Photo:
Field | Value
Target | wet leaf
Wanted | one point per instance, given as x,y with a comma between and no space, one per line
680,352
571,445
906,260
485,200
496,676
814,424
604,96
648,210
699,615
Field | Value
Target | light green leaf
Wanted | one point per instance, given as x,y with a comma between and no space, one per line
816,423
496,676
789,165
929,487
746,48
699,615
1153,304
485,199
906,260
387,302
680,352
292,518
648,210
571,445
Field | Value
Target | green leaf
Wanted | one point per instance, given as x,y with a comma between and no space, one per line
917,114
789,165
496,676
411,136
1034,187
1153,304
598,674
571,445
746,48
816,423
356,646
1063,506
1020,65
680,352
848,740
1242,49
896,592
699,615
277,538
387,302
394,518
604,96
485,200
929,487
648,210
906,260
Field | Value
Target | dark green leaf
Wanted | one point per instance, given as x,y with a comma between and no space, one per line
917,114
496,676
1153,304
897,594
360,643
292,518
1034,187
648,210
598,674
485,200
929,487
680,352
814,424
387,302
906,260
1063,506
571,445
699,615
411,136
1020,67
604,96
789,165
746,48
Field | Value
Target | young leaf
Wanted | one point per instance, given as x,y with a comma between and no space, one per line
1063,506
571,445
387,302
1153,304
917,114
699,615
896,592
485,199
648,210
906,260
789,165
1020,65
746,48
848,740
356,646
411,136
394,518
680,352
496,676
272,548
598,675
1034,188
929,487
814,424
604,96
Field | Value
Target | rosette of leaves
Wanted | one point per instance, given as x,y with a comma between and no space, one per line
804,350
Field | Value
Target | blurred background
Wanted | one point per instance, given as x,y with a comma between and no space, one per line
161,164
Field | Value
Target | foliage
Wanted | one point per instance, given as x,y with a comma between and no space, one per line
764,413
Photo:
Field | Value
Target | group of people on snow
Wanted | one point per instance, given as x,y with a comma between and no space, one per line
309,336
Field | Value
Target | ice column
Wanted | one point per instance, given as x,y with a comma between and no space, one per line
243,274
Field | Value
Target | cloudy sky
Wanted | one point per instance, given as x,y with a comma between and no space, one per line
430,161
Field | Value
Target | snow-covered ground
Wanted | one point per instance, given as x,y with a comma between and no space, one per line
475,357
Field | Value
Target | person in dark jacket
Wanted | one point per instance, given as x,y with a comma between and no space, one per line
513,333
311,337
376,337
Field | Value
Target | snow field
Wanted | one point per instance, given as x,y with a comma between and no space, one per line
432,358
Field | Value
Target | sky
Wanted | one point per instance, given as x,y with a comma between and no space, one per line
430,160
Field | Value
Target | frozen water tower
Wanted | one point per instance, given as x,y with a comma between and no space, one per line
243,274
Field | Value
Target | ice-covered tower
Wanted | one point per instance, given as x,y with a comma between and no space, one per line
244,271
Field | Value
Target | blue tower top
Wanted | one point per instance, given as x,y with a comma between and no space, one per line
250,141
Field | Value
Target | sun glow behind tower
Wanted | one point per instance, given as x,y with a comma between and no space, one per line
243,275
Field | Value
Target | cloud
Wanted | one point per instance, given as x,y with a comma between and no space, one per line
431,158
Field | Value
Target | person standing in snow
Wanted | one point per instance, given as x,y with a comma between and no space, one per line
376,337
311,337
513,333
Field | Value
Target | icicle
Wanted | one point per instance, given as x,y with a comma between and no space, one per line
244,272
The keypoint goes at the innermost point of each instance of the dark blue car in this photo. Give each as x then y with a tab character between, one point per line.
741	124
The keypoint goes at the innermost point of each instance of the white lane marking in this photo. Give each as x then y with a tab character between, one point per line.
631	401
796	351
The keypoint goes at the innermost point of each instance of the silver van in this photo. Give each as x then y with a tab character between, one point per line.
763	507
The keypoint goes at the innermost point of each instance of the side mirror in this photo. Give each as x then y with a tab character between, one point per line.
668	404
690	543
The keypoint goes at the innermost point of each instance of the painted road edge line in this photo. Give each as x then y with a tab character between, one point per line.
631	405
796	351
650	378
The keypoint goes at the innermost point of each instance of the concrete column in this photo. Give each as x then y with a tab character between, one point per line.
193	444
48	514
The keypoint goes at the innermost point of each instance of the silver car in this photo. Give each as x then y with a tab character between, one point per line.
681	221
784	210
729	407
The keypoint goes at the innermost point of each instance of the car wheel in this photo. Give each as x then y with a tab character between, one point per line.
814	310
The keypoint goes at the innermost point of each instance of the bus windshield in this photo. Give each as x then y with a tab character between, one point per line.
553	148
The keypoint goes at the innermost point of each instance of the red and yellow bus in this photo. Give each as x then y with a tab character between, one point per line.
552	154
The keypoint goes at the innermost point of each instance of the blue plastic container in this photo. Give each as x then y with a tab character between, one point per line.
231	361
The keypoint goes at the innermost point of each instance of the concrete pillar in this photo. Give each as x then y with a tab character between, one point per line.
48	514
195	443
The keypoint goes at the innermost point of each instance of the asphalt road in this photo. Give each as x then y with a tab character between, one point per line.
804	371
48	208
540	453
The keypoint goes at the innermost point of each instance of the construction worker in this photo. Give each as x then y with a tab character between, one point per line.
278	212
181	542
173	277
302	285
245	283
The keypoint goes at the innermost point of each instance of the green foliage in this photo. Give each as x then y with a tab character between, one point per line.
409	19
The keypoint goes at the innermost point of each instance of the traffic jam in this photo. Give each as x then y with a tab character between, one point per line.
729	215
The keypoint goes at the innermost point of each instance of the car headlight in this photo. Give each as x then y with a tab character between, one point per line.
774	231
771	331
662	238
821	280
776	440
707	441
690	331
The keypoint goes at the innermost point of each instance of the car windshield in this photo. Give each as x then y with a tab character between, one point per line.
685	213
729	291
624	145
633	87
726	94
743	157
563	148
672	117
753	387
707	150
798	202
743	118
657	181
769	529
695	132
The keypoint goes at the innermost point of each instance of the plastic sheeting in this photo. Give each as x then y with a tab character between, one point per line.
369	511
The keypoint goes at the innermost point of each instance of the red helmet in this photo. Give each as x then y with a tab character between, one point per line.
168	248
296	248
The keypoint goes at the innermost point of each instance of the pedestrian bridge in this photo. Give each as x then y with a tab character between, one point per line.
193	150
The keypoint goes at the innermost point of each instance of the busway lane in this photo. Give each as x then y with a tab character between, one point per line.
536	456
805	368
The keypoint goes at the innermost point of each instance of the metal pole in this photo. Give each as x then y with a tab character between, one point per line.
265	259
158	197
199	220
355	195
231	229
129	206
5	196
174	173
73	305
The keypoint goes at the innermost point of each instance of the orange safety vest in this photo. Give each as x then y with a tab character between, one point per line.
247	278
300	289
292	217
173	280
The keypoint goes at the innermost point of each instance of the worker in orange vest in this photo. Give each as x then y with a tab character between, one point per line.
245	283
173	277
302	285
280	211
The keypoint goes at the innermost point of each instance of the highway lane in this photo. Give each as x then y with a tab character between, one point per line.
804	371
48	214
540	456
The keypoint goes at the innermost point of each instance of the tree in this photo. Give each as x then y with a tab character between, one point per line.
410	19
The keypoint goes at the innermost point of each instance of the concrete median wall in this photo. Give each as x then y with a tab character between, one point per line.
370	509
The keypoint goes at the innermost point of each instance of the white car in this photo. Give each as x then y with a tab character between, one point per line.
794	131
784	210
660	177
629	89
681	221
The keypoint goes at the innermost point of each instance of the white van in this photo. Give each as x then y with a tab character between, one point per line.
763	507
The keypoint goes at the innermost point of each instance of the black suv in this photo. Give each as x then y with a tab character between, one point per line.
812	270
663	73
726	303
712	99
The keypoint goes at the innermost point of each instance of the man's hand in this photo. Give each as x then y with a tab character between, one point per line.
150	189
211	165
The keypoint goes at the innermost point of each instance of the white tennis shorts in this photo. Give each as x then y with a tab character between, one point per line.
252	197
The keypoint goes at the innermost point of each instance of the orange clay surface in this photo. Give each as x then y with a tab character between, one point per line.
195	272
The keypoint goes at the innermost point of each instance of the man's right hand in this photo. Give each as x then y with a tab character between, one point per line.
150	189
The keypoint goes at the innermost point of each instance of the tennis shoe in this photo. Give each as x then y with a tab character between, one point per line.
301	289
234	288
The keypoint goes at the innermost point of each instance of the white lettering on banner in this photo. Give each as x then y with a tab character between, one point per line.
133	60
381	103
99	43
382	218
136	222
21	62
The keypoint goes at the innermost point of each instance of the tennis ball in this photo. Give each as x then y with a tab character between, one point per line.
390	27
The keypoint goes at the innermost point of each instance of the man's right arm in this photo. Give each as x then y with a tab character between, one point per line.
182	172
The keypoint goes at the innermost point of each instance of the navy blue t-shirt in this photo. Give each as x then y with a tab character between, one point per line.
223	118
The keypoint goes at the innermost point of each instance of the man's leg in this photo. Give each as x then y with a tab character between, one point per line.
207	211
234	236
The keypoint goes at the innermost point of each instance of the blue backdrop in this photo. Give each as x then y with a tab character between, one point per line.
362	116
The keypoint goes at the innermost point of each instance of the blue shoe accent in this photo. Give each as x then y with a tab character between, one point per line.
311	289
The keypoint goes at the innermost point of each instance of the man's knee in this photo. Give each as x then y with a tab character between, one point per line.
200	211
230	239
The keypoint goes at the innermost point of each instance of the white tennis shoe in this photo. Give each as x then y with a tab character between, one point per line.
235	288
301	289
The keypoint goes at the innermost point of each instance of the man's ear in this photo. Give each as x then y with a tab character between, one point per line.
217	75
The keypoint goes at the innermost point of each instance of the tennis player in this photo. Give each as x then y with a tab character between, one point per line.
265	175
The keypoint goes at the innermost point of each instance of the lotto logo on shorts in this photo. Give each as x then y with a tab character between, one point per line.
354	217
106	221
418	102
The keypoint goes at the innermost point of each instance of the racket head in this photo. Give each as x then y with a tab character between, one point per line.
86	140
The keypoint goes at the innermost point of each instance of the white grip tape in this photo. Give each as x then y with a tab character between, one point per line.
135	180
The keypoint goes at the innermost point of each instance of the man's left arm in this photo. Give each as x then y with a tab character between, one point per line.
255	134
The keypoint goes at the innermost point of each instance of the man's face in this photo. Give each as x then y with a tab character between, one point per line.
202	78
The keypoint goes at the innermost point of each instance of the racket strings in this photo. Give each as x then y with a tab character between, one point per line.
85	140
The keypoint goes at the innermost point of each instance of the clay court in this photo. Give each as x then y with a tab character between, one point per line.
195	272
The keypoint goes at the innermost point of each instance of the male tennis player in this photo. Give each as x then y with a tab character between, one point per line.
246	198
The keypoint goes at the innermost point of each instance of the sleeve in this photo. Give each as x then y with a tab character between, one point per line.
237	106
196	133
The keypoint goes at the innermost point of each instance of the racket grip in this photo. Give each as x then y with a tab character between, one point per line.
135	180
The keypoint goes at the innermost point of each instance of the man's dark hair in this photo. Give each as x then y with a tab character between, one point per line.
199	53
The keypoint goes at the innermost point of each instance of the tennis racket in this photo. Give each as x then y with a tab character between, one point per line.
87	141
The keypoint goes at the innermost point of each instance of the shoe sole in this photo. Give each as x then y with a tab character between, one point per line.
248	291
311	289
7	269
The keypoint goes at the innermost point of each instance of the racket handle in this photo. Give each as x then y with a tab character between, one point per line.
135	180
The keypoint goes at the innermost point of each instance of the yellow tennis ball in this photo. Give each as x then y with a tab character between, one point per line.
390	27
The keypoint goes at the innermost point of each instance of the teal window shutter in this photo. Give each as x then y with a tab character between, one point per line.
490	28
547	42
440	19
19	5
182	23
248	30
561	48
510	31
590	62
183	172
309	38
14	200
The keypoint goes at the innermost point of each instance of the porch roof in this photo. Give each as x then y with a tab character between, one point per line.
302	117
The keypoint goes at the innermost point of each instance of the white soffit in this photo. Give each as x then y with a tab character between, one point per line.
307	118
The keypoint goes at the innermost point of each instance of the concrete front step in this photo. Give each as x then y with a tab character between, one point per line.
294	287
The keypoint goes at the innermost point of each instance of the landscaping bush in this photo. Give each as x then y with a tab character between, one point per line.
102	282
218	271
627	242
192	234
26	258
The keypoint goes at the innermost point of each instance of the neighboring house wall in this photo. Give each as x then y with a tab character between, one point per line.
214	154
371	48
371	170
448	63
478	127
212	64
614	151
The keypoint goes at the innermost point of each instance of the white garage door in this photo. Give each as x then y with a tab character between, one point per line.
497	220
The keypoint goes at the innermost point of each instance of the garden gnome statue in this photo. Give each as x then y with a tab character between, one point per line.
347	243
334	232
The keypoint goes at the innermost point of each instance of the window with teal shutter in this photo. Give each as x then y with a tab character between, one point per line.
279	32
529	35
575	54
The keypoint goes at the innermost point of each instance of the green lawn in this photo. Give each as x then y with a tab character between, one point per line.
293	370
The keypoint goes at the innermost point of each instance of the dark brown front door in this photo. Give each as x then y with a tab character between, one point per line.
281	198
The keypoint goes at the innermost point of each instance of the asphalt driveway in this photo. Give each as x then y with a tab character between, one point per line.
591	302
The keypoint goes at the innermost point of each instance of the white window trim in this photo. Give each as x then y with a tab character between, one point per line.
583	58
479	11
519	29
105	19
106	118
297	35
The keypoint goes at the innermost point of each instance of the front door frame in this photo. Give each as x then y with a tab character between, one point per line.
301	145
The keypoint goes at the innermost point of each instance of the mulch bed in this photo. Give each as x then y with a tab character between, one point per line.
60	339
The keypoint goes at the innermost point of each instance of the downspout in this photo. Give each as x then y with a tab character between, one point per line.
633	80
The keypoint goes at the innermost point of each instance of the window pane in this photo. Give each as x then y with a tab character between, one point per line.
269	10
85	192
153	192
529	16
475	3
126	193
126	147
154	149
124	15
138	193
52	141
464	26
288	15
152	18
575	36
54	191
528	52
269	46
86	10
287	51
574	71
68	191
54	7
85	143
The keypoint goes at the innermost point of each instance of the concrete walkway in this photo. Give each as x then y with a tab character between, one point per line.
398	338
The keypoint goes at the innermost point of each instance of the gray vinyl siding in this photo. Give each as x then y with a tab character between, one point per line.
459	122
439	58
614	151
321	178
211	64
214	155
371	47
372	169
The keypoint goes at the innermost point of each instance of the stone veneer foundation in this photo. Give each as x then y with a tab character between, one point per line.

Prompt
Search the material above for lines containing the string "snow", then pull them out.

Solution below
Target | group of people on snow
Target | snow-covered ground
Target | snow field
Target | person standing in snow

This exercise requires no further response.